**Page text**.
+ + + + + + +
Listen
How They Talk Chamber Music 1998-2001
by Hilda Paredes
Performed by Arditti Quartet
Mode Records, New York, 2005
Audio CD, mode 149, $14.99
Distributors website: http://www.moderecords.com.
Reviewed by Eugene Thacker
School of Literature, Communication &
Culture
Georgia Institute of Technology
eugene.thacker@lcc.gatech.edu
It has become a truism that the string
quartet can be likened to a conversation.
The instruments are voices, the notes
words, melody becomes communication, and
so on. Each instrument violin,
viola, cello has a particular sound
to its voice, be it in terms of register,
range, or the more obtuse qualities such
as breathiness, richness, sonorousness.
Each voice not only has a particular kind
of sound, but it also "sounds"
(talks, converses) in an equally particular
kind of way. A violin may be adept at
firing off a rapid sequence of notes,
or a cello may be adept at long, continuous
lines of melody. All of this has a technical
language within musicology of Western
classical forms, from Haydn and Mozart,
to Beethoven, to Bartok, and beyond.
+ + + + + + +
**Direction**.
Please set down the whole CD review word for word. The lines here come from a source other than the CD review.
+ + + + + + +
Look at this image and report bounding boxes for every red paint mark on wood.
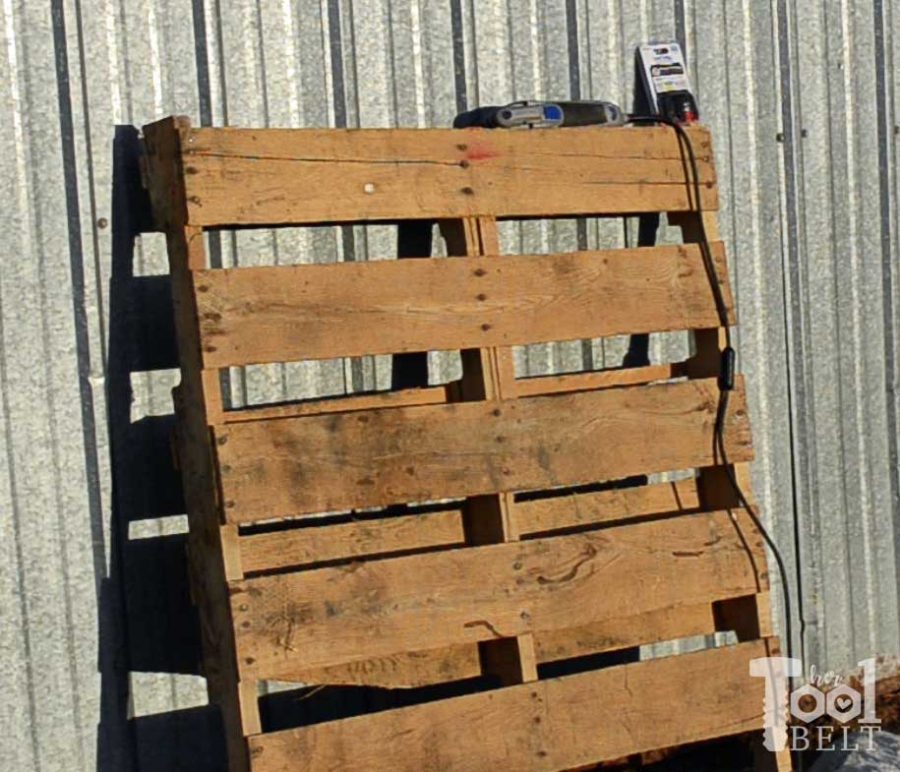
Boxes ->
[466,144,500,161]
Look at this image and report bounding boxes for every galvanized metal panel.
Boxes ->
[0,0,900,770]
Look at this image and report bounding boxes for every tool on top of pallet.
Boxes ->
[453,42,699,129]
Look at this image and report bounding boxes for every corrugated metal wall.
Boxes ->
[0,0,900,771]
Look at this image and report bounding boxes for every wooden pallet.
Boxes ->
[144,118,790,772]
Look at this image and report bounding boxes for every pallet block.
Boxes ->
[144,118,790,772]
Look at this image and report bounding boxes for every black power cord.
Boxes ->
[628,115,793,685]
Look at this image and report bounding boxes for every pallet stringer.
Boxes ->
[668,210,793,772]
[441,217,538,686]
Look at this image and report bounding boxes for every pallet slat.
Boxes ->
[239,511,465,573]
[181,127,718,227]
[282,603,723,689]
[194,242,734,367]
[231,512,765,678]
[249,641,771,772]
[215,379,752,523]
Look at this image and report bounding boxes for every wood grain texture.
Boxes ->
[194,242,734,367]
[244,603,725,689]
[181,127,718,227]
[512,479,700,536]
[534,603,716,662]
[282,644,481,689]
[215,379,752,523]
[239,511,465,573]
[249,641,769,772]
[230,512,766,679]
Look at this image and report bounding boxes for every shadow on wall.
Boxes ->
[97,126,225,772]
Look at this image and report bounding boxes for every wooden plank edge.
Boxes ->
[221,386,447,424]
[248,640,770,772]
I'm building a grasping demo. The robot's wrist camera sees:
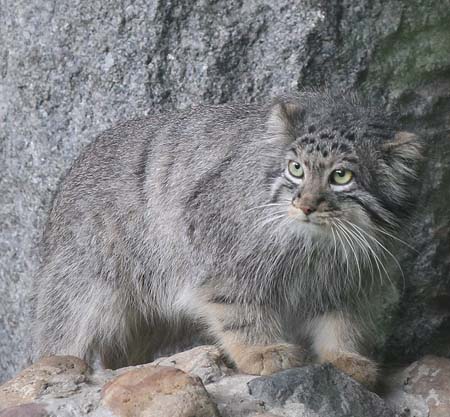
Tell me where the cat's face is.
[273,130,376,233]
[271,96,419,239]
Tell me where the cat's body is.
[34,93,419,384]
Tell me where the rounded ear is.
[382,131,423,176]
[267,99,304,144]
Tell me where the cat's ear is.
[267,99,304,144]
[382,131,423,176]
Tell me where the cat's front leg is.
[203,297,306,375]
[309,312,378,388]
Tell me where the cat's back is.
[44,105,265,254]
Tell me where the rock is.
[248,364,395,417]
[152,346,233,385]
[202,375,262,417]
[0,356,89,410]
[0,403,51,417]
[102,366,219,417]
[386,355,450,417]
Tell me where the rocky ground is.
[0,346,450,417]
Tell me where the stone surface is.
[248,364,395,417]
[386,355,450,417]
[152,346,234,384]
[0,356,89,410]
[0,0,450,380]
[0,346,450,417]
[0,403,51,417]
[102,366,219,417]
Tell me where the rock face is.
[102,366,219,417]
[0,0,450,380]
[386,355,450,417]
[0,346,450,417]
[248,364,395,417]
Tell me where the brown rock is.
+ + + + + + +
**The completed task**.
Listen
How They Talk Chamber Music 1998-2001
by Hilda Paredes
Performed by Arditti Quartet
Mode Records, New York, 2005
Audio CD, mode 149, $14.99
Distributors website: http://www.moderecords.com.
Reviewed by Eugene Thacker
School of Literature, Communication &
Culture
Georgia Institute of Technology
eugene.thacker@lcc.gatech.edu
It has become a truism that the string
quartet can be likened to a conversation.
The instruments are voices, the notes
words, melody becomes communication, and
so on. Each instrument violin,
viola, cello has a particular sound
to its voice, be it in terms of register,
range, or the more obtuse qualities such
as breathiness, richness, sonorousness.
Each voice not only has a particular kind
of sound, but it also "sounds"
(talks, converses) in an equally particular
kind of way. A violin may be adept at
firing off a rapid sequence of notes,
or a cello may be adept at long, continuous
lines of melody. All of this has a technical
language within musicology of Western
classical forms, from Haydn and Mozart,
to Beethoven, to Bartok, and beyond.